= Given passage =
FCC chief's plan eases media-ownership ban

— -- The chairman of the Federal Communications Commission on Tuesday proposed easing a 32-year-old ban on a single company owning a newspaper and TV or radio station in the same market but said he doesn't want to relax other media ownership constraints.

The long-awaited plan, which Kevin Martin called "modest," would chiefly affect only the 20 largest markets and smaller TV stations in those markets. It represents a sharp scaleback from a sweeping relaxation of media ownership rules proposed four years ago by former chairman Michael Powell. That proposal was later modified by Congress and struck down by a federal appeals court.

Martin says his plan would bolster newspapers, which are struggling under sharp declines in circulation and advertising revenue. Mergers would permit TV stations and newspapers to share news-gathering resources. Martin also says the cross-ownership ban is outmoded in an age when many people get their news from the Internet and cable TV.

"It's a significantly different media landscape for newspapers," Martin told reporters.

Under the plan, a merger that combines a big daily newspaper with a TV or radio station would be allowed in any the USA's 20 largest markets if at least eight independently owned "major media voices" — including TV stations or major newspapers — remain after the deal. Martin said all top 20 markets now meet that standard. Also, cross-ownership deals could not involve any of the top four TV stations in a market.

Opponents of loosening cross-ownership rules have argued such set-ups give a company too much influence over what people see, hear and read.

However, Martin's proposal would permit a case-by-case consideration of newspaper-broadcast mergers that don't meet his criteria if, for example, it would rescue a failing newspaper or increase the amount of local news in a market. By the same token, even a merger in a top-20 market could be rejected if, for instance, opponents argue the newspaper is financially healthy.

The proposed rule could clear the way for Chicago investor Sam Zell's $8.2 billion purchase of Tribune Co. trb, whose newspapers include the Los Angeles Times and the Chicago Tribune. Under loopholes in the rules, Tribune owns both newspapers and TV stations in New York, Los Angeles, Chicago, Hartford, Conn., and South Florida. It's aiming to complete the deal by year's end for tax purposes and must get a waiver or rule change to do so. Since Hartford is not a top-20 market, Tribune would have to sell its newspaper or TV station there.

Gene Kimmelman of Consumers Union says that although he opposes Martin's proposal, it at least "puts some very significant limitations on some of the worst dangers to democracy and competition" by limiting deals to top markets and smaller TV stations.

Powell's plan would have permitted newspaper-TV combinations in most U.S. markets and ownership of two TV stations in small to midsize cities.

Andrew Schwartzman, president of Media Access Project, says Martin's plan "vastly liberalizes the grounds for (case-by-case) waivers" by considering factors such as the amount of extra local news coverage a merger would produce.

Martin has said he wants the FCC's five commissioners to vote on his plan by Dec. 18. A relaxation of the cross-ownership ban has been backed by the FCC's three Republicans and opposed by the two Democrats. In an interview last week, Democratic Commissioner Michael Copps said Martin "might package this as moderate but we have no business doing this."

Sen. Byron Dorgan, D-N.D., says Martin is rushing through the changes before completing a separate review of the amount of local news and public affairs programming on TV. He has introduced legislation that would force the FCC to delay the vote.

(Stored data)
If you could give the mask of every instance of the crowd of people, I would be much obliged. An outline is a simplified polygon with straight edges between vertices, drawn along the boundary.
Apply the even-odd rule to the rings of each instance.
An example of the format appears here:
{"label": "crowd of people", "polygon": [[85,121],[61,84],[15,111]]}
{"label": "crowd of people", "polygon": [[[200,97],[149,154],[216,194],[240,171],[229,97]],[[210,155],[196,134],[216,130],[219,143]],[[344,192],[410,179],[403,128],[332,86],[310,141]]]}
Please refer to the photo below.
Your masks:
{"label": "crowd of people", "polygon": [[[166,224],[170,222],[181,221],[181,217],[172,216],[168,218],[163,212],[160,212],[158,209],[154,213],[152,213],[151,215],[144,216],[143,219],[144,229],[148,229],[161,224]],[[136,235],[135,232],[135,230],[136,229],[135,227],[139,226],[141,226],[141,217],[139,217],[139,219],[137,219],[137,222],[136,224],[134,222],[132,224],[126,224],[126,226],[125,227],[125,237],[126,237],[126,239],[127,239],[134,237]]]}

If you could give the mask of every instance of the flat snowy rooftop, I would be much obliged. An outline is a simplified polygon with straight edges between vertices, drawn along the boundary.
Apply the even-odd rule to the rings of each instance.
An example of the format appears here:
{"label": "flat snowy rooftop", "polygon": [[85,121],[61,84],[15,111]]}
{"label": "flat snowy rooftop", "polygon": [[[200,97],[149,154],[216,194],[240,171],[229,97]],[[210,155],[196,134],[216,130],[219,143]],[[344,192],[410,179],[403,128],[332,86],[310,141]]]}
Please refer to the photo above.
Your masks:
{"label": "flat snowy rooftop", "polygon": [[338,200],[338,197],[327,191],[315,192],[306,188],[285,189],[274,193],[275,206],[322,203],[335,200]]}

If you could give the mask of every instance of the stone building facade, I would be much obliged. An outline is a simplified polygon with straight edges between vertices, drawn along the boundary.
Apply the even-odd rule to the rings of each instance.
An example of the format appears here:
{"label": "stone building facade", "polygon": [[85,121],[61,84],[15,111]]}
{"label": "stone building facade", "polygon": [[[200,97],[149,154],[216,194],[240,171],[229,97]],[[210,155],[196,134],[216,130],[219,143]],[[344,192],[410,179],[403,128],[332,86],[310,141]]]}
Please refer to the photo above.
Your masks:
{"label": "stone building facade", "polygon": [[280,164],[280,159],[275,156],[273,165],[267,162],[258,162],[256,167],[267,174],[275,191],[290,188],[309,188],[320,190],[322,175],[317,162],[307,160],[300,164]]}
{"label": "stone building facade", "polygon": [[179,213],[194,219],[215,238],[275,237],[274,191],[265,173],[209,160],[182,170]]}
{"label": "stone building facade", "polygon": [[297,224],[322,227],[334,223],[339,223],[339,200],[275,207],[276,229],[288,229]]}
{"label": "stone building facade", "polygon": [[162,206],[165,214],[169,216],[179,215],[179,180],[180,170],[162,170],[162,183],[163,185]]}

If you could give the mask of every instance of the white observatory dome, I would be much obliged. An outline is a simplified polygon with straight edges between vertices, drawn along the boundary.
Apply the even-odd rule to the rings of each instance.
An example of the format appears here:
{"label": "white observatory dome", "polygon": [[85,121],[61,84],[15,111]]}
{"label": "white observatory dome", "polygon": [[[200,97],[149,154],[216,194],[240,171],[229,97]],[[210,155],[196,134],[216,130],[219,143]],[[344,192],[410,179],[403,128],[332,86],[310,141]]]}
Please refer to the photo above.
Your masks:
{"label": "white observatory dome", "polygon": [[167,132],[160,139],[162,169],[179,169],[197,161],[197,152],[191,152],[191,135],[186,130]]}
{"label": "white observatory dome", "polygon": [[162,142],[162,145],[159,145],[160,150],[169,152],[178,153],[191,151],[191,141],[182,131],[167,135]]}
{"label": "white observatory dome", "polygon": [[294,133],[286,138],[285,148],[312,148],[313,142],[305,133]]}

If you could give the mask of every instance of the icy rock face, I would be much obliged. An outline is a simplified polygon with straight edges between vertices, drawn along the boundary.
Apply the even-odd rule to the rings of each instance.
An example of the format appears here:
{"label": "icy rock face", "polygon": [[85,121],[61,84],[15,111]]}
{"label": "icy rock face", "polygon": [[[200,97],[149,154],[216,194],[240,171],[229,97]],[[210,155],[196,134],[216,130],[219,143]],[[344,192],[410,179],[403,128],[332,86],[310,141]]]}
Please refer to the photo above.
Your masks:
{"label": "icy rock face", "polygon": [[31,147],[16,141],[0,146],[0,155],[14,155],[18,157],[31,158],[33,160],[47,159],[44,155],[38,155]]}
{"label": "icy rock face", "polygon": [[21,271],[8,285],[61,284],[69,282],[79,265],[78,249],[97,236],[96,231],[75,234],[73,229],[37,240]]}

--

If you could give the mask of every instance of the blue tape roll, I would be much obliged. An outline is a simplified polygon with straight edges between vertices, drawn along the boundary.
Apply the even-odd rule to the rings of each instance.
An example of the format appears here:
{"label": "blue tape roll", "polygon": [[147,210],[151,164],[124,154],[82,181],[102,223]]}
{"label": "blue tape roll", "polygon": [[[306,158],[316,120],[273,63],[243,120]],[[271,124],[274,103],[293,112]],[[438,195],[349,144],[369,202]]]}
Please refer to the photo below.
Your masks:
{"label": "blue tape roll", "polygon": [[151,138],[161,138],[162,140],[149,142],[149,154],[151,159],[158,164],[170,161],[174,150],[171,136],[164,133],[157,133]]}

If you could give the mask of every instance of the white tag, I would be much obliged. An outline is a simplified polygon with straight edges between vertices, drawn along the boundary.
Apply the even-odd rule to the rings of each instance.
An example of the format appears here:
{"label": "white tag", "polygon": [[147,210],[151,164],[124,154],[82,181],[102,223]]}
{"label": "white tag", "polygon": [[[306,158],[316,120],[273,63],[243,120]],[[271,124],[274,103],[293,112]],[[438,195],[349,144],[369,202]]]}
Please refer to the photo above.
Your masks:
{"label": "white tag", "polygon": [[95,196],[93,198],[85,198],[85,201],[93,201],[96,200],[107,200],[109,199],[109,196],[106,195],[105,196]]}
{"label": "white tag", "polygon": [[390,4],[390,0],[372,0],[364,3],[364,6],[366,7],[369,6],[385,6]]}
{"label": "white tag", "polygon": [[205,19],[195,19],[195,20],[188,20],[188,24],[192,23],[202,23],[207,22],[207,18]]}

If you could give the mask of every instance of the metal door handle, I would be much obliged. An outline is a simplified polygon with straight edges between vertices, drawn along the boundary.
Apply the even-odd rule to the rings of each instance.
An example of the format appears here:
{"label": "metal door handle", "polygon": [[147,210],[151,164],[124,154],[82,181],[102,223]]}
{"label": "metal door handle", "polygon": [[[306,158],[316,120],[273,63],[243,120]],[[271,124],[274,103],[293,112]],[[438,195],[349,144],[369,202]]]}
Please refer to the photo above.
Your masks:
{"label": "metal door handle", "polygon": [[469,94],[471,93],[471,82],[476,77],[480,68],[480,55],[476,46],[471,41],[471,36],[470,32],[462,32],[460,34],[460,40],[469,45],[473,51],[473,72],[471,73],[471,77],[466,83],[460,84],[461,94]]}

= Problem description =
In the article on the FCC media-ownership plan, how many independently owned "major media voices" must remain in a top-20 market after a newspaper-broadcast merger?

= Your solution =
At least eight.